--- What you will do ---
Reproduce every line of the items below, from the line that contains "Spot the curved" through the end of the items, both ends included. Leave each request line as it is, and scale each point's coordinates by 1.85, rounding to the nearest whole number with halves rounded up.

[Records from a dataset]

******************************

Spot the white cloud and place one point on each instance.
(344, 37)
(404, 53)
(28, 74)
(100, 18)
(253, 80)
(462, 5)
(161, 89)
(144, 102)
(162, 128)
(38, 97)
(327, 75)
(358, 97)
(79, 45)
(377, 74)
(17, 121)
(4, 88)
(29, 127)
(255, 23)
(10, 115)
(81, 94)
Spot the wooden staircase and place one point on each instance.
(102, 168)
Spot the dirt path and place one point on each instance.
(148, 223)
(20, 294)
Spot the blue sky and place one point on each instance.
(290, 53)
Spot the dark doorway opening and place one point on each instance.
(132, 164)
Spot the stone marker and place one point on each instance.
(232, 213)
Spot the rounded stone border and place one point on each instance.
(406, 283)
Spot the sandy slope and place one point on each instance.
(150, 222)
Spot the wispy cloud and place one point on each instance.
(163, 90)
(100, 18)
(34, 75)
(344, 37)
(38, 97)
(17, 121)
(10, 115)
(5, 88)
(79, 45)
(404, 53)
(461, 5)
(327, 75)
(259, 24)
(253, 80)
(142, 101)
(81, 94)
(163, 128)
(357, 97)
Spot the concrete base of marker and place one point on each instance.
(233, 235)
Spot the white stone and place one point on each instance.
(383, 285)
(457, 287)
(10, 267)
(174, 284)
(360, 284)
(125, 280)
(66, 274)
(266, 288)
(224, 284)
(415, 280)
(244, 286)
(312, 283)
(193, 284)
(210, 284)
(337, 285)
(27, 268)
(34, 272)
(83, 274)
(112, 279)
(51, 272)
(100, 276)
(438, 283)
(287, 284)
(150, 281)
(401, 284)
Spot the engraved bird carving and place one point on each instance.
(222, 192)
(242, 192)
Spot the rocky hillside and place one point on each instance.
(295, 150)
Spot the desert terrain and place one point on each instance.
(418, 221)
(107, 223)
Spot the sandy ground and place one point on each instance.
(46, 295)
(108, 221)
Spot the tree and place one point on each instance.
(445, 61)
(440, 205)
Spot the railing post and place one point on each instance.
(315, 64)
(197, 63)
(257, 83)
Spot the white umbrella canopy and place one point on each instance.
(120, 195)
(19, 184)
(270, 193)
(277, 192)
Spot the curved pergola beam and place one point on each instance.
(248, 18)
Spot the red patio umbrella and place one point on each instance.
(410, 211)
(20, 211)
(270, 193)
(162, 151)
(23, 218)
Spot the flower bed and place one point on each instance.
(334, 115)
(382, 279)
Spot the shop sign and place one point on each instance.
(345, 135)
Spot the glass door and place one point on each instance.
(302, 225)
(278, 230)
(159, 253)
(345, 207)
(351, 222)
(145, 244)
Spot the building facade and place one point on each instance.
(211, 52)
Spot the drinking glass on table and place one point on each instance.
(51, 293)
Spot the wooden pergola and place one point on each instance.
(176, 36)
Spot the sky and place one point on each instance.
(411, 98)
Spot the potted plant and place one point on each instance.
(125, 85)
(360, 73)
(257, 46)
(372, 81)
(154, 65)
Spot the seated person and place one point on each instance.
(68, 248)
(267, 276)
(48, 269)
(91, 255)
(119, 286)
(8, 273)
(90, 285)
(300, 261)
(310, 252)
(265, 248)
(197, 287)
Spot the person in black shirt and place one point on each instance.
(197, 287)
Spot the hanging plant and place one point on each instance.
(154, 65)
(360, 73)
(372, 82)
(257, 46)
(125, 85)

******************************

--- Written response ---
Spot the curved pergola beam and place one point on each instance.
(459, 33)
Spot the red patio umbrella and place one point on each instance.
(759, 390)
(37, 390)
(500, 357)
(300, 279)
(43, 403)
Spot the flower bed and place one point on each instance.
(618, 213)
(707, 516)
Spot the shop sign and place one point on each instance.
(638, 250)
Spot the glass door and place one point on each instance.
(559, 416)
(514, 426)
(294, 468)
(638, 383)
(649, 411)
(268, 451)
Spot the building facade and place one point on each instance.
(390, 96)
Spot the drinking glass on table and place one point on each instance.
(94, 542)
Spot the wooden pergola and place one point on each instance.
(326, 67)
Spot the sky and place one point on each instance.
(760, 181)
Spot the potted plant and place one point on each instance.
(231, 157)
(666, 135)
(475, 85)
(688, 150)
(285, 120)
Spot the seated person and place one point on each instance.
(126, 459)
(494, 511)
(89, 498)
(168, 472)
(220, 529)
(15, 505)
(167, 527)
(555, 483)
(574, 466)
(490, 459)
(364, 531)
Spot the person in black shirt and place one point on each instance.
(364, 531)
Spot the hanging plant and place one point on each instance.
(285, 120)
(666, 135)
(688, 152)
(475, 85)
(231, 157)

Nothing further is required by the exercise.